▸ Try it
How do the lines below between the ones holding "image: (see attached)" and "output: bounding boxes in pixel coordinates", inclusive, read? Give them again exactly, with no other lines.

▸ Supplied data
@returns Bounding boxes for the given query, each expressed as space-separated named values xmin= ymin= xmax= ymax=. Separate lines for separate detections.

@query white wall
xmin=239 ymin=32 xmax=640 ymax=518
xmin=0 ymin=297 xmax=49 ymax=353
...
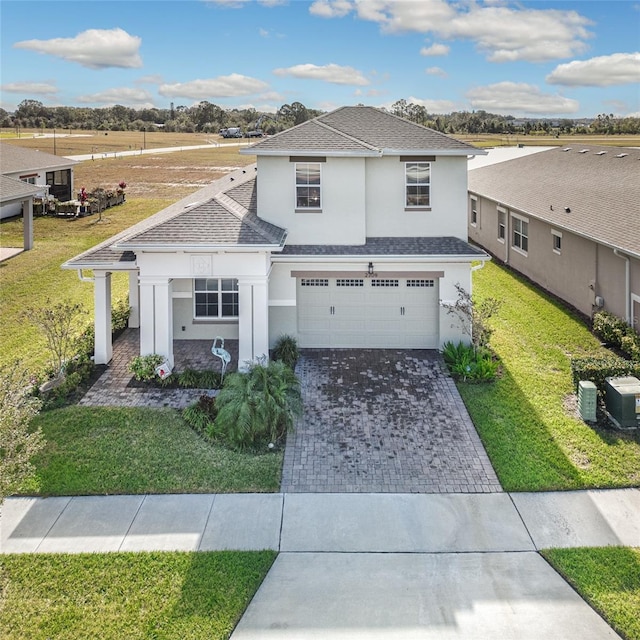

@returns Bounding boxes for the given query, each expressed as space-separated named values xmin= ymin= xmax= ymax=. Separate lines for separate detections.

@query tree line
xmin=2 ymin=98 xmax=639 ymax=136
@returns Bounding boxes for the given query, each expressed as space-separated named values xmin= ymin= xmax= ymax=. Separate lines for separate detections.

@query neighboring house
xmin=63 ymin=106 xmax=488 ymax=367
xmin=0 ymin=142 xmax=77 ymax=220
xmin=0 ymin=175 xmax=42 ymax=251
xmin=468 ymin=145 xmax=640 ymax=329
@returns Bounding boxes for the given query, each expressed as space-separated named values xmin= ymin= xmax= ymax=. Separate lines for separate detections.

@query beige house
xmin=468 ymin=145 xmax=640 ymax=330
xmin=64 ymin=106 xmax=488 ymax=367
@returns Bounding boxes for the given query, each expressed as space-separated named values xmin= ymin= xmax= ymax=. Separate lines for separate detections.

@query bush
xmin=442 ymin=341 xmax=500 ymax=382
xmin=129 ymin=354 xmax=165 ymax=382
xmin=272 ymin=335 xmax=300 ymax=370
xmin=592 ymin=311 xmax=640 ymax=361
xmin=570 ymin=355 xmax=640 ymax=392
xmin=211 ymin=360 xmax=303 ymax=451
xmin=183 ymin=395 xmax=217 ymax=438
==
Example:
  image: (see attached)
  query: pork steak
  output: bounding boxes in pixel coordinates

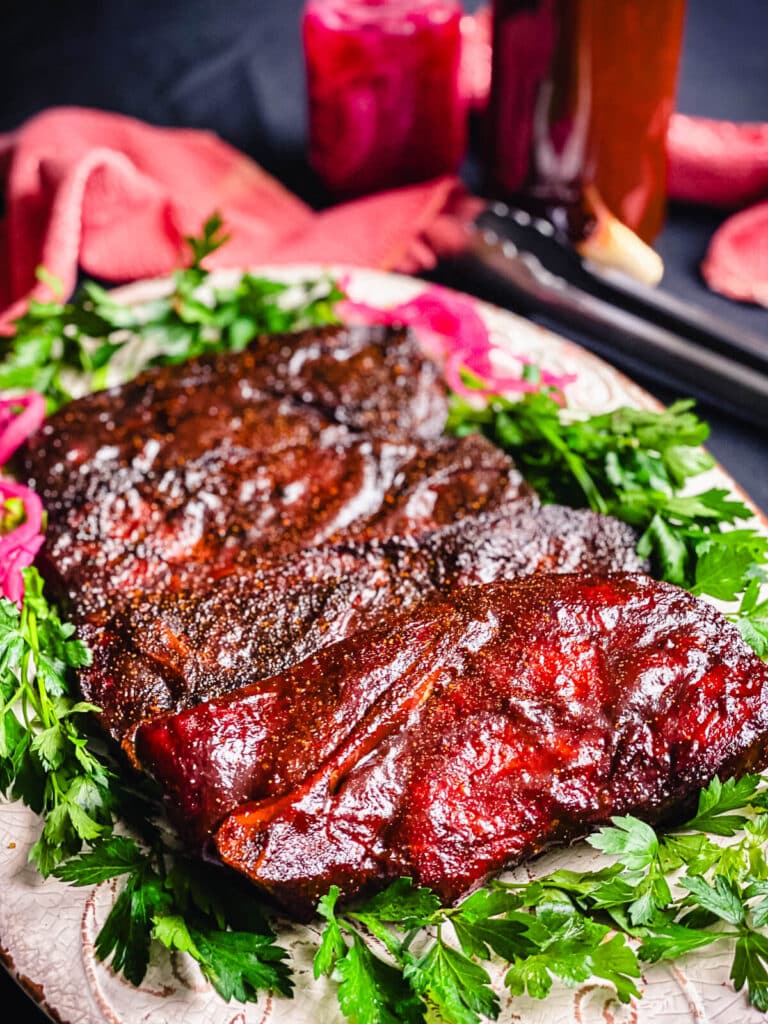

▸ Answer below
  image: (see attached)
  query: pork steak
  output: bounding boxes in pixel coordinates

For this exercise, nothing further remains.